__SOURCE MATERIAL__
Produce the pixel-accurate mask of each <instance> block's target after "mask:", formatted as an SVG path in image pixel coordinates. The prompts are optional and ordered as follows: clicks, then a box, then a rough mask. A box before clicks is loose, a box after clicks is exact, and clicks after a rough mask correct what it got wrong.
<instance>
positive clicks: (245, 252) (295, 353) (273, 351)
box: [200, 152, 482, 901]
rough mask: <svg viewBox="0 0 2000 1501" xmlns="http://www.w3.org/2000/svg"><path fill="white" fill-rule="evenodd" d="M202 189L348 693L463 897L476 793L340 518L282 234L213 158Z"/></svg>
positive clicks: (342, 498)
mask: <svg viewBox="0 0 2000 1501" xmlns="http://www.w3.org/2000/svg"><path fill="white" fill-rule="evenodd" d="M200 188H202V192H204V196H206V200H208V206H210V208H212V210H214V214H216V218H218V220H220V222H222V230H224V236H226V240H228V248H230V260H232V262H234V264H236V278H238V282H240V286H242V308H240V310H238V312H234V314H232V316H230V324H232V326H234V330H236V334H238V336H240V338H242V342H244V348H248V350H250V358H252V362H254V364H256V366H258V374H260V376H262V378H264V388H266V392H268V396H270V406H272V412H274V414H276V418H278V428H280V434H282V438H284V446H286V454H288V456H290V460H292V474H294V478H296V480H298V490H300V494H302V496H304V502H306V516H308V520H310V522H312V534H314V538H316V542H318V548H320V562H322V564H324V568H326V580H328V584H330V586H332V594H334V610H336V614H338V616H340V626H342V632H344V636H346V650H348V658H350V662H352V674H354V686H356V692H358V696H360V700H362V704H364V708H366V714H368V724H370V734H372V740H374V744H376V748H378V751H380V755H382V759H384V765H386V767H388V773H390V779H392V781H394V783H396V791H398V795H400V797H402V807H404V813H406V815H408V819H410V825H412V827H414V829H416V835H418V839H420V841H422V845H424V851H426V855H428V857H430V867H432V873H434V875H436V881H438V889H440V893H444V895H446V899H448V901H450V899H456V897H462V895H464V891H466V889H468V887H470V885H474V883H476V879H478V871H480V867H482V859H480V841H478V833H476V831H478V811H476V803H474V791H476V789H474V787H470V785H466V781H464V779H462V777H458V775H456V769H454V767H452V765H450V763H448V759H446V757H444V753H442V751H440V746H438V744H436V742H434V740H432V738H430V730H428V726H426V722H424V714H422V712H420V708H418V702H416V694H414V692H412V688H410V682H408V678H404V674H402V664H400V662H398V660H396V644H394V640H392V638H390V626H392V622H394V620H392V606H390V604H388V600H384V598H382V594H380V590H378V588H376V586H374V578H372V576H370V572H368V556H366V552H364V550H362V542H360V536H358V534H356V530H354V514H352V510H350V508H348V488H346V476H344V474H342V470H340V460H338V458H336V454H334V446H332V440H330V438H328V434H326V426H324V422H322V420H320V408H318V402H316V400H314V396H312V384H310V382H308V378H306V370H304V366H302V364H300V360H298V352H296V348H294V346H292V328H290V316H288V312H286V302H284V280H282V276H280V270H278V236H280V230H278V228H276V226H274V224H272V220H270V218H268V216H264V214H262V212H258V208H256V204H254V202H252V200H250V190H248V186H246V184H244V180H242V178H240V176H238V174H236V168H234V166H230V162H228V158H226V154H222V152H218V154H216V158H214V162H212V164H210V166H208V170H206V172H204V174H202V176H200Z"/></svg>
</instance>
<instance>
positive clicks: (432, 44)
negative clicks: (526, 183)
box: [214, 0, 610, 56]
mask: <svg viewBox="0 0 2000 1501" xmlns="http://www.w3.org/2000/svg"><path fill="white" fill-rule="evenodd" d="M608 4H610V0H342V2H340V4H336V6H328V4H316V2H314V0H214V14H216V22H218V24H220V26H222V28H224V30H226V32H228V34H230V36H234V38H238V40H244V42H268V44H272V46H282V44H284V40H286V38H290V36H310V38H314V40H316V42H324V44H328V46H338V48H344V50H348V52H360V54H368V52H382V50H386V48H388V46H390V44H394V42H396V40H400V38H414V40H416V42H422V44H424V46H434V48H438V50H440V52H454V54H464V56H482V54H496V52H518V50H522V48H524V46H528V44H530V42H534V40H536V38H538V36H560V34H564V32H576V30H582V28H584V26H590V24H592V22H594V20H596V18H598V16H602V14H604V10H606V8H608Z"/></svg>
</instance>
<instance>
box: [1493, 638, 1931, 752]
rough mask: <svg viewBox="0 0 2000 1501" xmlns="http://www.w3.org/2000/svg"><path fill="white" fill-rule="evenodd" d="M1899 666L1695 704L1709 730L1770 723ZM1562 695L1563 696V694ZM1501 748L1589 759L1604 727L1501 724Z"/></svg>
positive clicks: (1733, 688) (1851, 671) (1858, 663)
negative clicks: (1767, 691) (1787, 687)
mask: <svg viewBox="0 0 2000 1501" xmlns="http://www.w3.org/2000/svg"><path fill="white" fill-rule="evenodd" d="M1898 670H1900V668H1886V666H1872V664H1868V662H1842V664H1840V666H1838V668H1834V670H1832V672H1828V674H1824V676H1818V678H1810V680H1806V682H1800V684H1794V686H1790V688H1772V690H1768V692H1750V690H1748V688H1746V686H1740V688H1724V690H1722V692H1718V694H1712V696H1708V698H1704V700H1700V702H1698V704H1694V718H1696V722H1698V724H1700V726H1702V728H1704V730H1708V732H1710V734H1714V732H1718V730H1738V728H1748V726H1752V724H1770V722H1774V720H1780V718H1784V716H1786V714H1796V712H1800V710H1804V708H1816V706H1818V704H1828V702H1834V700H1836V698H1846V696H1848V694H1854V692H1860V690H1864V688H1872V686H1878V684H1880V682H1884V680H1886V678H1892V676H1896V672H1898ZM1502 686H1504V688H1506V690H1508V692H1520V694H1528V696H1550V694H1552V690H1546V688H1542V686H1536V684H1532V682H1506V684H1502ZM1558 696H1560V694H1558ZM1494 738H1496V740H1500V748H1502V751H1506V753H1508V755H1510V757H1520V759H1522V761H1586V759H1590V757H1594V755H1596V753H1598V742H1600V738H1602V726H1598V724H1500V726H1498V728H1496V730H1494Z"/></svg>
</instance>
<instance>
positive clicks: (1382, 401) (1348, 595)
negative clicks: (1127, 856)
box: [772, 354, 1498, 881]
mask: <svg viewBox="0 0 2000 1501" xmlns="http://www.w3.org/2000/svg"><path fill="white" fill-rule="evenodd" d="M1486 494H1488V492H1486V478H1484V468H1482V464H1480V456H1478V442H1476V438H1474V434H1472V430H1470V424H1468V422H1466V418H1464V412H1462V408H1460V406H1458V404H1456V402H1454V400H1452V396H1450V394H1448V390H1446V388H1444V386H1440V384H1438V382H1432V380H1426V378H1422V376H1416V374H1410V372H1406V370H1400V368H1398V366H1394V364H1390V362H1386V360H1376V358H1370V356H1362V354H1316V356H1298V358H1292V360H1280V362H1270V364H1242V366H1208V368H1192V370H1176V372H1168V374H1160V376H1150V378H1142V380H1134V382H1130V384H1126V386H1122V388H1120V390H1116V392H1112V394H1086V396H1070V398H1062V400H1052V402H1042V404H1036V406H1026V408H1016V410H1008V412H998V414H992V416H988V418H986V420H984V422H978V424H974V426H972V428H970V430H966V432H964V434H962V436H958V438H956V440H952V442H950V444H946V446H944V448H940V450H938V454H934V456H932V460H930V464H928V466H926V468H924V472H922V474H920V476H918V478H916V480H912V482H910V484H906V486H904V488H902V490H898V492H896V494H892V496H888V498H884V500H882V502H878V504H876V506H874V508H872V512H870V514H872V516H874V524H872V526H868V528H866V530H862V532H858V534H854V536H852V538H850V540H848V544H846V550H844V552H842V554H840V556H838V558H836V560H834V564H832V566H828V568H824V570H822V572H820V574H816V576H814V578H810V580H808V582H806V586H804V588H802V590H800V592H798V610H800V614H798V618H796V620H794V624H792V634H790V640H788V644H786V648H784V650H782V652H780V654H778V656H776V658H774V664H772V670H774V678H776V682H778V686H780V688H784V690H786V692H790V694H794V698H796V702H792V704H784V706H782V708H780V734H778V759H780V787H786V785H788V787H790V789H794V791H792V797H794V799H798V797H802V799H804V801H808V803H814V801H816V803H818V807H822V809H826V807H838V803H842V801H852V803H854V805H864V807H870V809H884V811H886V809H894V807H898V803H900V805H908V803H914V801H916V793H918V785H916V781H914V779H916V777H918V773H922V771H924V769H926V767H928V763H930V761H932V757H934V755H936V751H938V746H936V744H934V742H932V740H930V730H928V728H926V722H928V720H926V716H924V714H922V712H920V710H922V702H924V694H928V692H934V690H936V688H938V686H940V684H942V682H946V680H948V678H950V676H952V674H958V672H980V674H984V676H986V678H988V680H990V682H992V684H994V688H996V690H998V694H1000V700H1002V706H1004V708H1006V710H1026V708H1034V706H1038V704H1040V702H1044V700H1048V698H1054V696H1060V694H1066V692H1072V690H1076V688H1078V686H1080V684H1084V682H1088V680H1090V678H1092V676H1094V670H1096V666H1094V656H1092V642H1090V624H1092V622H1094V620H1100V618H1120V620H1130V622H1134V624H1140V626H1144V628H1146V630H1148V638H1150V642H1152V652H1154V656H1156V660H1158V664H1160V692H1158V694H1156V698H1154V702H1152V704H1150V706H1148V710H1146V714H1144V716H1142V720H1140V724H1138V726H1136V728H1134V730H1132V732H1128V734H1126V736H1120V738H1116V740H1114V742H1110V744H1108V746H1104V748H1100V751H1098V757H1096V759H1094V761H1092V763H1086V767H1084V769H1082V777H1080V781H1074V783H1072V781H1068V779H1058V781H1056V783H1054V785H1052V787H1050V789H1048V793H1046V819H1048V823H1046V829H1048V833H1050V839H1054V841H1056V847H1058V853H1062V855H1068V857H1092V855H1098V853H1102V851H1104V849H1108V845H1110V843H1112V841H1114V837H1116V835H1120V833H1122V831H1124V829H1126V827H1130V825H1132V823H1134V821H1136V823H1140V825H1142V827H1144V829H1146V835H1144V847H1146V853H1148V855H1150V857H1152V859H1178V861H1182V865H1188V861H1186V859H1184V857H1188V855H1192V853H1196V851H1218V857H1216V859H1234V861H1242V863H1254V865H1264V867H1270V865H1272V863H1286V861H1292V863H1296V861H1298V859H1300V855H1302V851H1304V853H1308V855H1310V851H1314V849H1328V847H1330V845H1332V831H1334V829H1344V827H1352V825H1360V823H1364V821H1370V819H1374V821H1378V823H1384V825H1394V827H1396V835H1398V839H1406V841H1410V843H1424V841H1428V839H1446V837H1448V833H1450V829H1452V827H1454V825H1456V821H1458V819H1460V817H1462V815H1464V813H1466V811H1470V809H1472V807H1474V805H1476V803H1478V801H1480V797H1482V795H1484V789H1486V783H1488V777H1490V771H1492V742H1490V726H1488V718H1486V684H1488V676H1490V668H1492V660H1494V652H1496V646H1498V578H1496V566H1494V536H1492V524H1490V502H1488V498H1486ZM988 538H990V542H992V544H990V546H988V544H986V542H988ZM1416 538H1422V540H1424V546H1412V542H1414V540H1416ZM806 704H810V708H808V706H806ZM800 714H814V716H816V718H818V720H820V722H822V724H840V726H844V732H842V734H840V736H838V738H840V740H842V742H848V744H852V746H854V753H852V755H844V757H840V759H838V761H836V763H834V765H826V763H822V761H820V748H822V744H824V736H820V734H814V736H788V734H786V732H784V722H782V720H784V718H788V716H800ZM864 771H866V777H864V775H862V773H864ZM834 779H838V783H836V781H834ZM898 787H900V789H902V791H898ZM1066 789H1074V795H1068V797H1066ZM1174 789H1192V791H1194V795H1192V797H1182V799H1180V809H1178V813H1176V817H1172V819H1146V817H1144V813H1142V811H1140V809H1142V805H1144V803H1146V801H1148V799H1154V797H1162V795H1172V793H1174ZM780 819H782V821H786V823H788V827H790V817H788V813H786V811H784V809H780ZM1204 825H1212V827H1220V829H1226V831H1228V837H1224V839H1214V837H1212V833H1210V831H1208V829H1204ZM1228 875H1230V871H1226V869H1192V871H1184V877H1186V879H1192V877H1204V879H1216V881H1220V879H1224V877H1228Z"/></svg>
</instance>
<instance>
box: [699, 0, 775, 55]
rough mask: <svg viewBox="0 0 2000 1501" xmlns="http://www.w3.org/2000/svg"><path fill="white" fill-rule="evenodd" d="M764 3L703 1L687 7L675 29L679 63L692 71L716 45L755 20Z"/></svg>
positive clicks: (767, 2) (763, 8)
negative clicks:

__EXERCISE AIM__
Reproduce the listing above exactly as far as the line with "189L348 693L463 897L476", that line included.

__SOLUTION FOR THIS TASK__
Produce the pixel-accurate mask of each <instance> block's target after "mask:", formatted as an SVG path in image pixel coordinates. The prompts are optional and ordered as follows: clicks, then a box, then a rough mask. A box before clicks is loose, a box after clicks is exact, and clicks after a rough mask correct what it got wrong.
<instance>
positive clicks: (245, 252) (295, 353) (273, 351)
box: [200, 152, 482, 901]
rough mask: <svg viewBox="0 0 2000 1501" xmlns="http://www.w3.org/2000/svg"><path fill="white" fill-rule="evenodd" d="M202 189L348 693L463 897L476 793L340 518L282 234L213 158Z"/></svg>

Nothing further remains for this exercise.